You will find that I am not that keen on that group-selection aspect, the survival- value is more
important, if that is accompliched into the form of a group, fine with me, but saying that
religion and only religion is the fact that matters, I don 't agree.
Such ideas are not new. The French anthropologist Rene Girard (protagonist of mimetic theory) has ideas akin to these, i.e. that those groups that had functioning religious-ritual institutions had a better survival potential than those without such institutions.
>> Yes, but Girard is more interested in the scape- goat- principle within religious texts as the
catalysator for groupsbounding mechanisms.
The survival rate is better within the understanding that each member has a terrible secret
to hide, namely the murder on one or more individuals.
Again, IMO this has nothing to do with religion as such_ the remerberance of the real
murder became rituals ( to bound the group murderers together, to let them remerber what
they have done) and later became a religion or something of that form_ in the same sense
you can approach all- man- clubs and all kinds of others. All do have rituals, but none are
religions, although some come close to it....

(Named-object pointing records)
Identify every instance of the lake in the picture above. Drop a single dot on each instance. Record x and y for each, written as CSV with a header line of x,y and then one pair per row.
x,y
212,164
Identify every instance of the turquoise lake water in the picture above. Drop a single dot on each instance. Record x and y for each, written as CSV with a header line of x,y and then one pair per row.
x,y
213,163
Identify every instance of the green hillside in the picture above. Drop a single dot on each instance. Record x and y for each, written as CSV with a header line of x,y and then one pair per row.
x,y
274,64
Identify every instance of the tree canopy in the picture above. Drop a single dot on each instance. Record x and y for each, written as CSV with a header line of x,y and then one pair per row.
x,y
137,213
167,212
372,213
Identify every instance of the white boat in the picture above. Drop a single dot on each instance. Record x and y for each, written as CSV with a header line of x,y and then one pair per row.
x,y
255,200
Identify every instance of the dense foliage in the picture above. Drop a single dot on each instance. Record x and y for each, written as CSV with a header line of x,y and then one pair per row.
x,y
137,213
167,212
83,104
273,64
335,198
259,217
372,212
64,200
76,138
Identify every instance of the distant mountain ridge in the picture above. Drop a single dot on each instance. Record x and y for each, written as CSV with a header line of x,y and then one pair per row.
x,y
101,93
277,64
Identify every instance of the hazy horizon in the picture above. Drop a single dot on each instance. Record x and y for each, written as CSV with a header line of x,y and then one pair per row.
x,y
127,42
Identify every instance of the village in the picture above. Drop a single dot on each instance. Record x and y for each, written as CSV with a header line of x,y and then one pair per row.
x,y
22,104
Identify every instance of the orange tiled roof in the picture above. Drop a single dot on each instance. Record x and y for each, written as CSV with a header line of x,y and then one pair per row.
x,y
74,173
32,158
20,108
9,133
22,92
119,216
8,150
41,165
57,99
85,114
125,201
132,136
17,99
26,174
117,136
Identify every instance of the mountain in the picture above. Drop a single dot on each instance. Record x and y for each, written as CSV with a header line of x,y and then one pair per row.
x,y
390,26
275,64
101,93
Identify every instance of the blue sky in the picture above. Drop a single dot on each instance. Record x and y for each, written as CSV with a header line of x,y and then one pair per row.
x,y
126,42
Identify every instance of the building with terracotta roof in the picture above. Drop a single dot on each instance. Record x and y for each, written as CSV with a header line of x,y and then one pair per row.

**Task details**.
Write out the stretch from "Such ideas are" through "or more individuals." in the passage on religion and group survival, substituting "burden" for "secret". This listing has nothing to do with the passage on religion and group survival.

**The result**.
Such ideas are not new. The French anthropologist Rene Girard (protagonist of mimetic theory) has ideas akin to these, i.e. that those groups that had functioning religious-ritual institutions had a better survival potential than those without such institutions.
>> Yes, but Girard is more interested in the scape- goat- principle within religious texts as the
catalysator for groupsbounding mechanisms.
The survival rate is better within the understanding that each member has a terrible burden
to hide, namely the murder on one or more individuals.